##### Exercise data

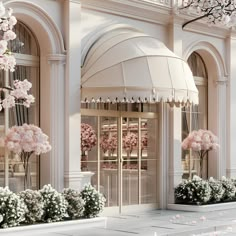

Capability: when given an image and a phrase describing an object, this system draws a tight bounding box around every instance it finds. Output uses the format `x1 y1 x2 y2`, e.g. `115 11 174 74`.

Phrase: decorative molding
214 78 229 86
5 0 65 53
0 217 107 236
126 0 171 7
81 0 172 25
47 54 66 64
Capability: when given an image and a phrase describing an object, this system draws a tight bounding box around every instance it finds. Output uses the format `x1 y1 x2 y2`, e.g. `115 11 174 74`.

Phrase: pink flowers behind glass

##########

_Problem to work on:_ Copy all of the lines above, requests included, shifting every bounding box coordinate in the answers up by 78. Omit the pictures.

_Solved problem:_
Capability: when given an image and a phrase describing an object, this system draws a tight bounding box around every instance it finds. Output uses the format `x1 y1 x2 y2`, e.g. `115 11 174 74`.

Phrase: decorative molding
292 156 307 164
83 78 143 131
78 295 185 314
204 78 249 85
159 78 250 103
125 132 144 142
Capability: when given an image and a phrase describing an object, this system draws a tight bounding box around every instance it finds. Output uses the format `x1 y1 x2 y2`, e.g. `115 11 174 74`.

Phrase: pink flowers behind glass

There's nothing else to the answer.